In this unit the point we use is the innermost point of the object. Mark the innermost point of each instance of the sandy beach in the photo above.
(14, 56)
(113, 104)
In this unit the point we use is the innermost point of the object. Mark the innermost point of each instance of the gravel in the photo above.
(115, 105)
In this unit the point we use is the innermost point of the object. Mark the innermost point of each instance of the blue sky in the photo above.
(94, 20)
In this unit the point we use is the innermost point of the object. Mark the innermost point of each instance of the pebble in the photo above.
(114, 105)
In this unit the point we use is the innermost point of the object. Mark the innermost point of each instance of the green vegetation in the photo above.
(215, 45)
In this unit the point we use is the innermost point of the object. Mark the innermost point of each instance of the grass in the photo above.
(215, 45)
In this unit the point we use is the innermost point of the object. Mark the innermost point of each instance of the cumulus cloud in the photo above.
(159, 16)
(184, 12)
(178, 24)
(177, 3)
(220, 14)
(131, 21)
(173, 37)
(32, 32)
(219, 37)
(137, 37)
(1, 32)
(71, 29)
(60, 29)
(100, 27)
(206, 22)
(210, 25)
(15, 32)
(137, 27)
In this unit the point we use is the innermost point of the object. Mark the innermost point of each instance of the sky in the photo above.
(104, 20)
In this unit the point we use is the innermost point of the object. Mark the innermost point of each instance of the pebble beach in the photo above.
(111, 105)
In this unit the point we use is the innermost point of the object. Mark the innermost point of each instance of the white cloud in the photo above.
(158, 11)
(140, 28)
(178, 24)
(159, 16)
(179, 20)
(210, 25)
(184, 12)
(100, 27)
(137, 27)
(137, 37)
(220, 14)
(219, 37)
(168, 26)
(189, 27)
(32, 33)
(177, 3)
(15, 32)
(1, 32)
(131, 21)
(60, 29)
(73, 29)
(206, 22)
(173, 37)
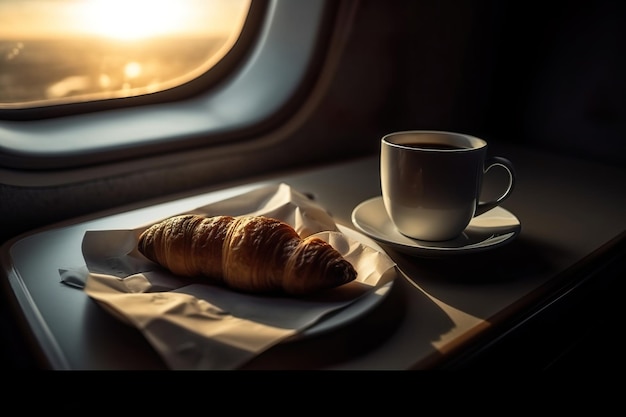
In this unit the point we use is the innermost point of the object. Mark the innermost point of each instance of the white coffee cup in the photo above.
(431, 181)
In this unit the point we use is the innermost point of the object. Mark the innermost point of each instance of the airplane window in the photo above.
(254, 86)
(54, 52)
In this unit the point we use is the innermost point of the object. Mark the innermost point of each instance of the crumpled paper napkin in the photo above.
(200, 326)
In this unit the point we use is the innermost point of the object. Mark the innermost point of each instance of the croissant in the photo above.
(254, 254)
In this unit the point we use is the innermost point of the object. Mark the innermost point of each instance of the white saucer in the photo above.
(487, 231)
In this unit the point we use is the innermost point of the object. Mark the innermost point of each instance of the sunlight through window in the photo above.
(59, 51)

- _Exercise description_
Copy out the data verbatim, with no pictures.

- _Output of the task_
In this unit the point we use is the innermost point of the object. Mark the innermost point of each instance of the sandy beach in the photo above.
(14, 56)
(113, 104)
In this unit the point we use is the innermost point of the object. Mark the innermost point of each instance of the gravel in the photo above.
(115, 105)
In this unit the point we use is the innermost point of the object. Mark the innermost point of each instance of the blue sky in the photo above.
(94, 20)
In this unit the point we use is the innermost point of the object. Mark the innermost point of each instance of the pebble in the photo above.
(114, 105)
In this unit the point we use is the innermost point of the object. Mark the innermost point of each instance of the green vegetation in the photo above.
(215, 45)
In this unit the point we use is the innermost point of the object. Mark the innermost point of each instance of the grass in the photo above.
(215, 45)
In this unit the point we use is the innermost point of the object. Mark the innermost point of each instance of the cumulus cloud in the photo above.
(159, 16)
(184, 12)
(178, 24)
(177, 3)
(220, 14)
(131, 21)
(173, 37)
(32, 32)
(219, 37)
(137, 37)
(1, 32)
(71, 29)
(60, 29)
(100, 27)
(206, 22)
(210, 25)
(15, 32)
(137, 27)
In this unit the point we use is the innermost point of the object. Mark the innermost point of each instance of the sky in the photo above.
(104, 20)
In this unit the point we use is the innermost point of the object. Mark the innermost point of each instance of the pebble beach in the photo above.
(111, 105)
In this unit the point we use is the innermost point of the object. Mark the innermost point of each instance of the white cloud in the photo above.
(158, 11)
(140, 28)
(178, 24)
(159, 16)
(179, 20)
(210, 25)
(184, 12)
(100, 27)
(137, 27)
(137, 37)
(220, 14)
(219, 37)
(168, 26)
(189, 27)
(32, 33)
(177, 3)
(15, 32)
(1, 32)
(131, 21)
(60, 29)
(73, 29)
(206, 22)
(173, 37)
In this unit the point we use is the innermost point of the object. Mark the innermost point of each instance of the white coffee cup in the photo above.
(431, 181)
In this unit the point we use is the innermost point of the object. Mark the innermost point of each instance of the airplane window in the photo above.
(254, 86)
(54, 52)
In this unit the point we use is the innermost point of the object. Mark the innermost point of each instance of the crumpled paper napkin in the photo above.
(200, 326)
In this unit the point we use is the innermost point of the object. Mark the innermost point of each instance of the croissant in the photo above.
(254, 254)
In this unit the point we use is the innermost point of the object. Mark the innermost point of each instance of the white saucer in the photo above.
(487, 231)
In this unit the point we use is the innermost point of the object. Mark the innermost point of each instance of the sunlight through window in the photo above.
(59, 51)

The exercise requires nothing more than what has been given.